(課題の内訳)
1. 保険証ケースの文章について、次の(a)〜(c)は本文と合っていますか？それぞれ「はい」か「いいえ」で答え、判断の決め手となる本文の言葉を一字一句そのまま引用してください。
(a) 佐藤さんも、保険証とお薬手帳が入るケースを欲しいと思っていた。
(b) エンゾー店長は、手帳としてのサイズを小さく抑えることを何より優先した。
(c) エンゾー店長は、1ページにつき縦に3枚並べられるカード入れを考えた。
2. 保険証ケースの文章を、最後の文の後から書き継いでもらえますか？

ミニマルな保険証ケースができるまで②そしてバトル勃発!?機能重視VS携帯性
こんにちは、長澤です。
前回は、保険証ケースの企画が始まった背景をお話ししました。
エンゾー店長が作りたい保険証ケースについて、デザイン企画の佐藤さんと打ち合わせしていると、佐藤さんも、ちょうど保険証とお薬手帳が入るケースが欲しいと思っていたそう。
しかし、2人がイメージしているケースにはどうやら少し違いがあったようです。それぞれが重視するポイントとは…?
機能重視のエンゾー店長
エンゾー店長が作りたいケースは、お年寄りとその家族に使いやすいように設計されていることが大前提です。解決したい課題は、「なくしてしまうこと」でした。
認知症のお年寄りは、ケース自体を落としてしまったり、どこにしまい込んだか分からなくなってしまうことがよくあります。そんな時、本人だけでなくサポートする家族にも見つけやすいように、ある程度目立つデザインである方が助かります。
また、歳を取ると通う病院が多様になるため、いきおい診察券の枚数が増えますが、窓口で提示する際、自分で取り出すと元に戻すのを忘れてしまうことがしばしばあって、カードの紛失につながっていました。
そこで、増えたカードを一つのポケットに重ねて入れたりしなくていいように、十分な数のポケットを確保し、わざわざ取り出す必要がないように一覧性を高くしたいと思い、1ページにつき縦に3枚並べられるカード入れがあればいいのではないかと考えました。そうすると手帳としてのサイズは少し大きくなってしまいますが、背に腹は変えられません。
また、次回の予約票や処方箋などを、病院から薬局や家に移動するまでの間、一時的に収納しておけるポケットもほしいと考えました。
このように、エンゾー店長が重視するのは、カード類を出し入れする機会を減らし一覧性を高めるための、機能の充実です。

(保存データ)
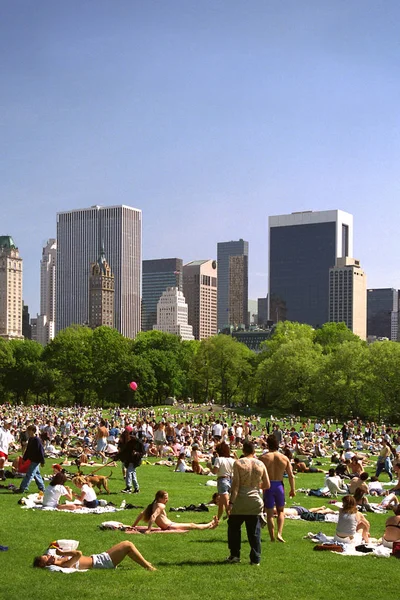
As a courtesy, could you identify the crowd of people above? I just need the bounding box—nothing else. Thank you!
[0,405,400,566]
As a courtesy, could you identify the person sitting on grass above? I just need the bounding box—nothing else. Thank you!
[292,458,325,473]
[43,471,79,510]
[132,490,218,533]
[382,504,400,548]
[72,475,99,508]
[33,541,157,571]
[335,495,370,543]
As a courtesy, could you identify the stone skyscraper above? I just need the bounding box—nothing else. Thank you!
[329,257,367,340]
[153,287,194,341]
[0,235,24,340]
[217,239,249,330]
[36,239,57,346]
[89,249,115,329]
[183,260,217,340]
[142,258,183,331]
[56,206,142,338]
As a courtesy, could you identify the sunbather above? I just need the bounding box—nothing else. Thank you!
[33,541,156,571]
[132,490,218,533]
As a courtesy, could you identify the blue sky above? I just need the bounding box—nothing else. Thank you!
[0,0,400,315]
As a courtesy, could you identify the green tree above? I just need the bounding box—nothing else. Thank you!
[314,323,365,354]
[316,341,373,417]
[257,335,323,414]
[259,321,315,361]
[5,340,43,402]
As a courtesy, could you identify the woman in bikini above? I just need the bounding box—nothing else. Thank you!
[335,496,370,543]
[33,541,156,571]
[132,490,218,533]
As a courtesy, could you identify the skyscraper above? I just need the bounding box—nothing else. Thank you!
[257,298,268,325]
[36,239,57,346]
[89,248,115,329]
[268,210,353,327]
[217,239,249,330]
[153,287,194,341]
[142,258,183,331]
[56,206,142,338]
[329,257,367,340]
[183,260,217,340]
[367,288,399,342]
[0,235,24,340]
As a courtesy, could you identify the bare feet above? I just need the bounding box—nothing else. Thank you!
[210,517,219,529]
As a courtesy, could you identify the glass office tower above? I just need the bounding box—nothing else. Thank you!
[268,210,353,327]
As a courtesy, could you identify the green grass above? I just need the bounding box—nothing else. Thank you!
[0,460,398,600]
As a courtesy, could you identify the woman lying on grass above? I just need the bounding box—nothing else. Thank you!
[33,542,157,571]
[132,490,218,533]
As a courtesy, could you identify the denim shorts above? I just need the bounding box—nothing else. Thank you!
[217,477,232,494]
[92,552,115,569]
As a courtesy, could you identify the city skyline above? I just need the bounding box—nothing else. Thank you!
[56,205,142,338]
[0,0,400,314]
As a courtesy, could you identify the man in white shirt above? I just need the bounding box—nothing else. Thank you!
[0,420,14,481]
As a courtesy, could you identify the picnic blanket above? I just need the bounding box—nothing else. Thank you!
[99,521,188,535]
[305,532,392,558]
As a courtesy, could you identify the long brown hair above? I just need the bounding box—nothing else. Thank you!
[143,490,168,522]
[342,495,357,514]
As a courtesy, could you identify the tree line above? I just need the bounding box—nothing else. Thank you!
[0,321,400,422]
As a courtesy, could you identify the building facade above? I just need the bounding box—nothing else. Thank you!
[217,239,249,331]
[22,304,32,340]
[268,210,353,327]
[142,258,183,331]
[89,248,115,329]
[56,206,142,338]
[153,287,194,340]
[329,257,367,340]
[257,298,268,326]
[183,260,217,340]
[367,288,399,342]
[36,239,57,346]
[0,235,24,340]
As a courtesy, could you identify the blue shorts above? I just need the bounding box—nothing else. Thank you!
[217,477,232,494]
[264,481,285,509]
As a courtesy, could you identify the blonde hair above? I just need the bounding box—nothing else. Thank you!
[342,495,357,514]
[72,475,90,487]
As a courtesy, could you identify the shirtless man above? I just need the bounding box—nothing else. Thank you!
[260,435,296,542]
[132,490,218,533]
[33,541,156,571]
[382,504,400,548]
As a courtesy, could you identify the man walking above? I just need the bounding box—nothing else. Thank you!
[0,419,14,481]
[15,425,44,493]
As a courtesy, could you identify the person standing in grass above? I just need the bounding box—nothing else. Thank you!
[261,434,296,542]
[226,441,270,565]
[211,442,235,519]
[15,425,44,493]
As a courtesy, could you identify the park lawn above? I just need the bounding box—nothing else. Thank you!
[0,460,399,600]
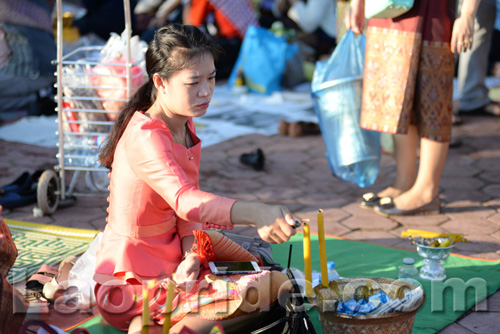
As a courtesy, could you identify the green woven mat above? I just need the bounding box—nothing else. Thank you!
[74,234,500,334]
[273,234,500,334]
[5,219,99,283]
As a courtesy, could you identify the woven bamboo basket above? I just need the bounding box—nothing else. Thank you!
[311,277,425,334]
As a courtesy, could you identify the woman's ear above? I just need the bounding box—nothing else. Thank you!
[153,73,165,93]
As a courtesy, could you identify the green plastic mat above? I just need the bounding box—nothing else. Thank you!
[74,234,500,334]
[273,234,500,334]
[5,219,99,283]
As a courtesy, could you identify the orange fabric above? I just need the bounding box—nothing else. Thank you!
[94,112,235,283]
[194,230,262,268]
[189,0,242,39]
[360,0,455,142]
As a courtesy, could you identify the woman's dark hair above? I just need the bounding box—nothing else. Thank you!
[99,23,221,169]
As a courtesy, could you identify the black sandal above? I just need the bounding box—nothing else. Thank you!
[360,193,380,209]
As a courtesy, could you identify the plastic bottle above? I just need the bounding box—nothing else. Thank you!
[326,261,340,281]
[398,257,418,281]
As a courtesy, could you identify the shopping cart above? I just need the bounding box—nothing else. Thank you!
[37,0,145,215]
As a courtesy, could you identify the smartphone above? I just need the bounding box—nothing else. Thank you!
[208,261,261,275]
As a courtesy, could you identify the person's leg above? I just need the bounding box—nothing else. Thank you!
[394,138,449,210]
[458,0,497,115]
[169,311,262,334]
[377,125,418,197]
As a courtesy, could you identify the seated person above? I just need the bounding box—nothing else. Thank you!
[183,0,258,79]
[0,0,56,121]
[73,0,135,41]
[94,24,296,333]
[273,0,337,60]
[134,0,182,43]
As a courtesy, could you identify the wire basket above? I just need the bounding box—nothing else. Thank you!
[312,277,425,334]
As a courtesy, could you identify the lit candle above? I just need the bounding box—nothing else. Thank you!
[304,223,312,297]
[163,279,175,334]
[141,281,155,334]
[318,209,328,288]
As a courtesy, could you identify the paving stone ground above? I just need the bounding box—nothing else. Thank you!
[0,112,500,334]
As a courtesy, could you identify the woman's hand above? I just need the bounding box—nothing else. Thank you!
[344,0,366,34]
[174,253,200,287]
[256,205,297,244]
[450,12,474,53]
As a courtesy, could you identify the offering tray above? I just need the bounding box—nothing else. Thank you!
[415,239,455,281]
[309,277,425,334]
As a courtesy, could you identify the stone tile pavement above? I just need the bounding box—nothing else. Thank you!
[0,112,500,334]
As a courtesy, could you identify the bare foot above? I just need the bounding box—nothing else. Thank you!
[393,190,434,210]
[484,102,500,116]
[377,187,403,198]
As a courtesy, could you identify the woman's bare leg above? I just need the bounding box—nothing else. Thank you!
[377,125,418,198]
[394,138,449,210]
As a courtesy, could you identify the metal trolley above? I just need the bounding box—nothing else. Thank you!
[37,0,144,215]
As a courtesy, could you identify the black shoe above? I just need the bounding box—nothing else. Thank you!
[240,148,265,171]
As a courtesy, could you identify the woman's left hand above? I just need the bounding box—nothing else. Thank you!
[174,253,200,287]
[450,13,474,53]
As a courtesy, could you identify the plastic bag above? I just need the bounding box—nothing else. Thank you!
[89,32,147,121]
[68,232,102,305]
[228,25,299,95]
[311,31,380,187]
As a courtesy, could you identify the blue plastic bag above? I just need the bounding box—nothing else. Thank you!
[228,25,299,95]
[311,30,380,187]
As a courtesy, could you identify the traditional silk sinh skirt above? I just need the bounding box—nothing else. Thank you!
[361,0,456,142]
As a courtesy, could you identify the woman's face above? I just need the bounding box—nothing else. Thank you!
[159,54,215,117]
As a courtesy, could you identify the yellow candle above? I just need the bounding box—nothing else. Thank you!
[318,209,328,288]
[141,281,155,334]
[163,280,175,334]
[303,223,312,297]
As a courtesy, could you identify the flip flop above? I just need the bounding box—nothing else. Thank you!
[43,256,78,300]
[0,189,37,209]
[359,193,380,209]
[0,172,33,196]
[26,264,57,292]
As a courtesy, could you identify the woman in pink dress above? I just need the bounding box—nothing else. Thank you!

(各項目の解答)
1.
(a) はい。「佐藤さんも、ちょうど保険証とお薬手帳が入るケースが欲しいと思っていたそう」
(b) いいえ。「そうすると手帳としてのサイズは少し大きくなってしまいますが、背に腹は変えられません」
(c) はい。「1ページにつき縦に3枚並べられるカード入れがあればいいのではないかと考えました」

2.
携帯性重視のデザイン企画佐藤さん
佐藤さんには小学生のお子さんがいます。子どもの発熱などで、急に病院に連れて行かないといけないということもしばしば。そんな場合に備えて、ケースを常にバッグに入れておきたいそう。いつも持ち歩きやすいように、コンパクトで軽く、見た目もシュッとしたスタイリッシュなデザインにしたいそうです。
また、後期高齢者医療被保険者証と同様に、「子供医療証」も紙一枚に印刷されたものなので、これが提示しやすい透明ポケットがあると良いのですが、このポケットに診察券のインクが写らないようにしたいと思っています。
このように、いろいろ工夫は欲しいけど、佐藤さんが1番重視するのは、あまり使い方を限定しすぎないシンプルな構造です。
まずは機能充実のケースを作る!
高齢者向けの機能が充実したケースを作りたいエンゾー店長VSシンプルで持ち歩きやすく、使い方を限定しないケースを作りたい佐藤さん。
熱く語るお互いの話しを聞くうちに、どちらもそれぞれの層に需要があるように思えてきました。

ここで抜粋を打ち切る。